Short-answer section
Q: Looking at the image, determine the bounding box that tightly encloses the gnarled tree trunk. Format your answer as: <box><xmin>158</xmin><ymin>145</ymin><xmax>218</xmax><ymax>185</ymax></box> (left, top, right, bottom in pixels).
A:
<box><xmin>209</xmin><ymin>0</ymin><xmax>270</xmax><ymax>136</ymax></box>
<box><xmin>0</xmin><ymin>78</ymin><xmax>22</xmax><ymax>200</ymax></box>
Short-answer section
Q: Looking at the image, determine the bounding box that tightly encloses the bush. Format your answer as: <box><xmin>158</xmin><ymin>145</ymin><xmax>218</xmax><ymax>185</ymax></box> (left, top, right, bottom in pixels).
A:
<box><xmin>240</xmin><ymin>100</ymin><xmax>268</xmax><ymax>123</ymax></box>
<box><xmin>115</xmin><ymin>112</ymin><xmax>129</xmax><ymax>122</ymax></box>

» AIM OF THE TASK
Copy the lines above word for word.

» ANSWER
Short-answer section
Q: Looking at the image, determine the bounding box that tightly encloses the gnarled tree trunk. Format your answer as: <box><xmin>158</xmin><ymin>145</ymin><xmax>218</xmax><ymax>185</ymax></box> (left, top, right, bottom in pixels).
A:
<box><xmin>209</xmin><ymin>0</ymin><xmax>270</xmax><ymax>136</ymax></box>
<box><xmin>0</xmin><ymin>78</ymin><xmax>22</xmax><ymax>200</ymax></box>
Short-answer section
Q: Looking at the image, determine the bounding box that tightly encloses the bush. Format your answer as: <box><xmin>158</xmin><ymin>145</ymin><xmax>218</xmax><ymax>185</ymax></box> (left, top, right, bottom in pixels).
A:
<box><xmin>240</xmin><ymin>100</ymin><xmax>268</xmax><ymax>123</ymax></box>
<box><xmin>115</xmin><ymin>112</ymin><xmax>129</xmax><ymax>122</ymax></box>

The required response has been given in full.